Exercise material:

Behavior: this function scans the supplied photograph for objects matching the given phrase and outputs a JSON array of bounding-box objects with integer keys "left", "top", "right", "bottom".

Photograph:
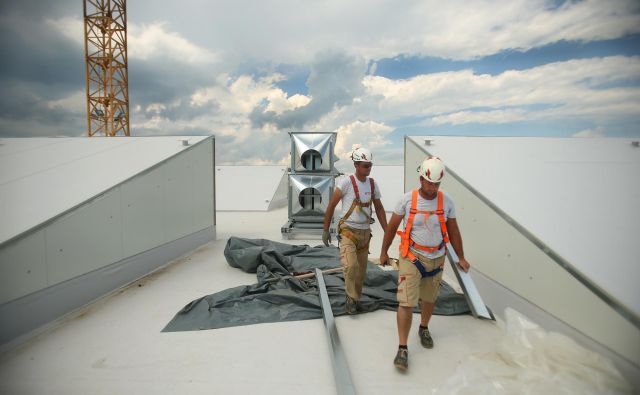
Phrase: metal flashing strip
[
  {"left": 316, "top": 268, "right": 356, "bottom": 394},
  {"left": 447, "top": 248, "right": 495, "bottom": 321},
  {"left": 405, "top": 136, "right": 640, "bottom": 329}
]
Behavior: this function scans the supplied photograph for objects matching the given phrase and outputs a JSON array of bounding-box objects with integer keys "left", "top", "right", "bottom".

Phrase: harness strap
[
  {"left": 396, "top": 189, "right": 449, "bottom": 260},
  {"left": 338, "top": 174, "right": 375, "bottom": 226},
  {"left": 408, "top": 253, "right": 442, "bottom": 278},
  {"left": 340, "top": 228, "right": 371, "bottom": 252}
]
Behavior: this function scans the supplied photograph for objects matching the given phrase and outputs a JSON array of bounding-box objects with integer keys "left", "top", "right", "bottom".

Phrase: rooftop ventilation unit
[
  {"left": 281, "top": 133, "right": 339, "bottom": 239},
  {"left": 290, "top": 133, "right": 336, "bottom": 173}
]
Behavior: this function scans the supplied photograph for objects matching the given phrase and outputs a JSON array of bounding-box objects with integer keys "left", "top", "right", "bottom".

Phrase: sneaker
[
  {"left": 346, "top": 296, "right": 358, "bottom": 314},
  {"left": 393, "top": 348, "right": 409, "bottom": 370},
  {"left": 418, "top": 328, "right": 433, "bottom": 348}
]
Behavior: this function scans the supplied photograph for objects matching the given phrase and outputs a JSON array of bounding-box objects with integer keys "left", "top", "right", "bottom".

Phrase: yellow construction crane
[{"left": 84, "top": 0, "right": 129, "bottom": 136}]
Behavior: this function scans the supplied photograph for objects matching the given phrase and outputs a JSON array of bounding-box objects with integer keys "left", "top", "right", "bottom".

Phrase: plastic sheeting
[
  {"left": 163, "top": 237, "right": 469, "bottom": 332},
  {"left": 434, "top": 308, "right": 633, "bottom": 395}
]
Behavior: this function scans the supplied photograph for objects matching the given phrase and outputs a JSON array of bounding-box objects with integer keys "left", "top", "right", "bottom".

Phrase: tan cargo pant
[{"left": 340, "top": 225, "right": 371, "bottom": 300}]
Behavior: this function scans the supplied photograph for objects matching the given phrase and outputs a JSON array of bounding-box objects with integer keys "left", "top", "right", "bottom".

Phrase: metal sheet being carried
[
  {"left": 291, "top": 133, "right": 336, "bottom": 172},
  {"left": 289, "top": 174, "right": 334, "bottom": 222}
]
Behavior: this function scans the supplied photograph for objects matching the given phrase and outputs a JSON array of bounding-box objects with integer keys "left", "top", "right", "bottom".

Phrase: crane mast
[{"left": 83, "top": 0, "right": 129, "bottom": 136}]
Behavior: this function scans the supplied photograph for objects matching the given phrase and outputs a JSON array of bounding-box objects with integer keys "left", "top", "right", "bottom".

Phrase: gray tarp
[{"left": 163, "top": 237, "right": 469, "bottom": 332}]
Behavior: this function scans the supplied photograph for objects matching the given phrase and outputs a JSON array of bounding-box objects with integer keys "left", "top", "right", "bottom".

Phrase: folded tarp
[{"left": 163, "top": 237, "right": 469, "bottom": 332}]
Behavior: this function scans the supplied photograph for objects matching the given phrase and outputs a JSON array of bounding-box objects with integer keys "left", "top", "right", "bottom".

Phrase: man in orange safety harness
[
  {"left": 380, "top": 157, "right": 469, "bottom": 370},
  {"left": 322, "top": 148, "right": 387, "bottom": 314}
]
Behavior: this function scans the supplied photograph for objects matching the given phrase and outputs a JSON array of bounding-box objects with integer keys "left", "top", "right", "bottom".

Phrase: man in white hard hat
[
  {"left": 380, "top": 157, "right": 469, "bottom": 370},
  {"left": 322, "top": 148, "right": 387, "bottom": 314}
]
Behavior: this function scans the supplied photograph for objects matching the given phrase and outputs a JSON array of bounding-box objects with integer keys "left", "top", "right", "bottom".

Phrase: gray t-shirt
[
  {"left": 393, "top": 191, "right": 456, "bottom": 259},
  {"left": 336, "top": 176, "right": 382, "bottom": 229}
]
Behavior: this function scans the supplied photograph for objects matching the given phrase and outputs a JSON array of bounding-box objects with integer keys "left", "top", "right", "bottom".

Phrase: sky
[{"left": 0, "top": 0, "right": 640, "bottom": 165}]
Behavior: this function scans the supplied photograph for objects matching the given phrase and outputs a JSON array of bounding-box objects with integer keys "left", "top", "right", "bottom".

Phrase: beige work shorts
[{"left": 397, "top": 254, "right": 444, "bottom": 307}]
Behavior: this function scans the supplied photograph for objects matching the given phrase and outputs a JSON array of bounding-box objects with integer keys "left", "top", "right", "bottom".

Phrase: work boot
[
  {"left": 393, "top": 348, "right": 409, "bottom": 370},
  {"left": 346, "top": 295, "right": 358, "bottom": 314},
  {"left": 418, "top": 327, "right": 433, "bottom": 348}
]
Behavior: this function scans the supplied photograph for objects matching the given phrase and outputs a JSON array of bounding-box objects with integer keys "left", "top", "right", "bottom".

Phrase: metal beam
[
  {"left": 447, "top": 246, "right": 495, "bottom": 320},
  {"left": 316, "top": 268, "right": 356, "bottom": 395}
]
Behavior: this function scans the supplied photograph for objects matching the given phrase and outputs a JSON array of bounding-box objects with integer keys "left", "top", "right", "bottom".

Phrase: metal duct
[
  {"left": 289, "top": 174, "right": 335, "bottom": 222},
  {"left": 291, "top": 133, "right": 336, "bottom": 172}
]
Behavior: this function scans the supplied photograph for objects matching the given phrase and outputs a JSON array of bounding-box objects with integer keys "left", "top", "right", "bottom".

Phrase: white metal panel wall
[
  {"left": 0, "top": 230, "right": 47, "bottom": 304},
  {"left": 405, "top": 139, "right": 640, "bottom": 365},
  {"left": 0, "top": 139, "right": 214, "bottom": 304},
  {"left": 191, "top": 140, "right": 215, "bottom": 230},
  {"left": 45, "top": 188, "right": 122, "bottom": 284},
  {"left": 120, "top": 166, "right": 166, "bottom": 256},
  {"left": 163, "top": 146, "right": 194, "bottom": 241}
]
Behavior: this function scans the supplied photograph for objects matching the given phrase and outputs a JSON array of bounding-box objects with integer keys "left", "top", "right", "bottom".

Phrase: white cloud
[
  {"left": 571, "top": 126, "right": 605, "bottom": 137},
  {"left": 140, "top": 0, "right": 640, "bottom": 64},
  {"left": 364, "top": 56, "right": 640, "bottom": 125},
  {"left": 127, "top": 23, "right": 218, "bottom": 63},
  {"left": 335, "top": 121, "right": 393, "bottom": 160}
]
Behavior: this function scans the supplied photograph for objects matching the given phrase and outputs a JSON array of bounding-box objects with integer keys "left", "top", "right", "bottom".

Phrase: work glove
[{"left": 322, "top": 229, "right": 331, "bottom": 247}]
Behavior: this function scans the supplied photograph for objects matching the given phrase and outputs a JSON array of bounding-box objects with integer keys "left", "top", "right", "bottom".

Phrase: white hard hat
[
  {"left": 418, "top": 156, "right": 444, "bottom": 182},
  {"left": 351, "top": 147, "right": 372, "bottom": 162}
]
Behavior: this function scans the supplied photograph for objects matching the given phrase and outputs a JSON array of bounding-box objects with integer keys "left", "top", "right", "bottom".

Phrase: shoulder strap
[
  {"left": 404, "top": 189, "right": 418, "bottom": 238},
  {"left": 438, "top": 191, "right": 449, "bottom": 246},
  {"left": 349, "top": 174, "right": 360, "bottom": 201}
]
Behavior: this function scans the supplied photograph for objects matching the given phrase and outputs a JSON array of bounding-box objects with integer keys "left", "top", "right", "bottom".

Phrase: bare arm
[
  {"left": 373, "top": 199, "right": 387, "bottom": 232},
  {"left": 380, "top": 213, "right": 403, "bottom": 265},
  {"left": 447, "top": 218, "right": 471, "bottom": 272},
  {"left": 322, "top": 188, "right": 342, "bottom": 230}
]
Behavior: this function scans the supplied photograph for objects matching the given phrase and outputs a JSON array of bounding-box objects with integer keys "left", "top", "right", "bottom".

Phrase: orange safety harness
[
  {"left": 397, "top": 189, "right": 449, "bottom": 277},
  {"left": 338, "top": 174, "right": 375, "bottom": 249}
]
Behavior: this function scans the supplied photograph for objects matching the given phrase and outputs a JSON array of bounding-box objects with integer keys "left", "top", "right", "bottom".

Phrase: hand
[
  {"left": 322, "top": 229, "right": 331, "bottom": 247},
  {"left": 458, "top": 258, "right": 471, "bottom": 273}
]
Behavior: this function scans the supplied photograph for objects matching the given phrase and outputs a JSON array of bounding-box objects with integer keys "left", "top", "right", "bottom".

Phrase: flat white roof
[
  {"left": 409, "top": 136, "right": 640, "bottom": 314},
  {"left": 0, "top": 136, "right": 210, "bottom": 244}
]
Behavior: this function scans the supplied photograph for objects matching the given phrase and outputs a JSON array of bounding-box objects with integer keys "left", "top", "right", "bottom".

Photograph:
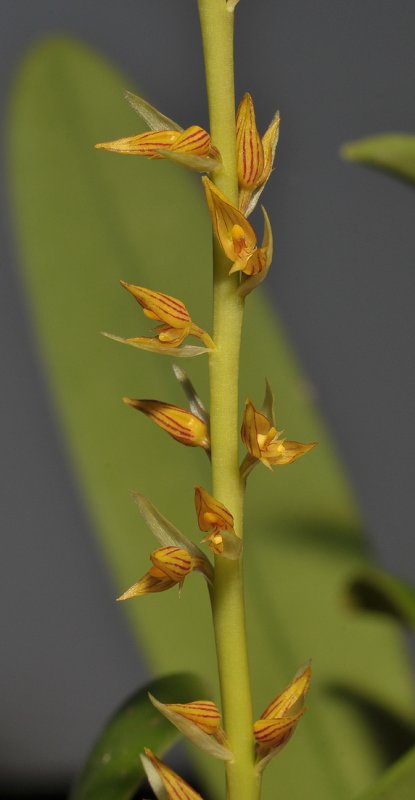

Challenge: Report how many lines in the items above contain the word "metal", treating case as significant. Give only the number.

Task result: 5